═══ TEXT EXCERPT ═══

In one of my earlier therapy sessions, my psychologist had me do an exercise with women's bodies. She showed me paintings from the Roman ages, the Renaissance, statues of beautiful big bodied women. She then showed me images from the latest fashion magazine - waif like, thin, curveless.
"See the difference? See how bigger, fleshy bodies from back then were the norm, they were desired?"
It's true. But at the time, I couldn't see that. Sure, those were the desired female figures. Back then.
Now, not so much. Skinny, but toned is in.
Changing my body image was - and still is - this constant puzzle I am trying to assemble. I have these times where I'm putting the pieces together, seeing the bigger picture. Other times, I'm searching for the one piece I can't find to complete the picture - the picture being a wholesome image of my own body.
The thing is I still like media. I know I am being manipulated, but I still want to enjoy fashion. I can watch a TV show and laugh, despite knowing it is showing a narrow representation of beauty. If I avoid media, I am avoiding some pleasure in my life, plus we live in a media saturated world. It's on our social media pages, along the highways, on the radio in the car. The more we see and hear it on the outside, the more it takes up residence inside of us.
Therefore, here's what I decided I can do: change the kind of media I see.

═══

#### LIST OF TASKS:
1/ Decide whether each statement agrees with the essay on body image, answering yes or no and quoting the words from the essay that settle it: (a) The psychologist showed the writer images from a recent fashion magazine. (b) The writer has stopped watching TV to avoid narrow portrayals of beauty. (c) The writer considers the work of changing body image finished.
2/ In the essay on body image, what does the writer compare the process of changing body image to?
3/ Write the next part of the essay on body image, picking up after its final sentence.
None of the tasks draw on the source data.

═══ ENTRIES PROVIDED ═══

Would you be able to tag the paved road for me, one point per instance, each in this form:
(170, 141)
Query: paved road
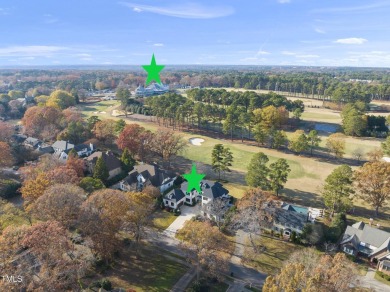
(370, 282)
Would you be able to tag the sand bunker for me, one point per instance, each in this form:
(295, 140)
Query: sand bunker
(196, 141)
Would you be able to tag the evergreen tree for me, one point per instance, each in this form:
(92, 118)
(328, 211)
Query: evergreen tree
(222, 158)
(127, 160)
(278, 172)
(338, 189)
(258, 171)
(101, 171)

═══

#### TASK ANSWERS:
1/
(a) Yes: "She then showed me images from the latest fashion magazine - waif like, thin, curveless."
(b) No: "I can watch a TV show and laugh, despite knowing it is showing a narrow representation of beauty."
(c) No: "Changing my body image was - and still is - this constant puzzle I am trying to assemble."

2/ A constant puzzle the writer is trying to assemble.

3/
One of the most important things I think I did in my recovery to change my body image was surround myself with body positive messages and accompanying images. I look at images of bigger women, smaller women - all women. I follow sites that daringly show beautiful photography of real bodies, like Jade Beall's Body Beautiful Project which shows women with sagging bellies, stretch marks and moments in motherhood. I curate my social media pages to follow only body and recovery positive organizations, pages and people. I turn my face away and force myself to say "that's bullshit" when I see a message that does nothing to honor one's body in their current state. The more I see different messages, bodily imperfections and flesh, it changes my mind - quite literally, I am rewiring my brain to see something other than the models and skinny girls.
I still look at the skinny girls - they are real too. That's just it. There is no one "real" body. Some look like Heidi Klum, some don't. Look around at every single person around you. Every single body is shaped differently. We live in a body diverse world and yet because we are exposed to only one ideal, we simply don't appreciate what else is out there.
Now when I think back to the exercise my therapist had me do in the beginning, I get it. I wasn't supposed to automatically love big bodies at that moment, nor was I expected to hate on skinny bodes, but rather I was to look at something different than what I had been seeing for years. Surround myself with the real, with it all - skinny, big, regular, all of it.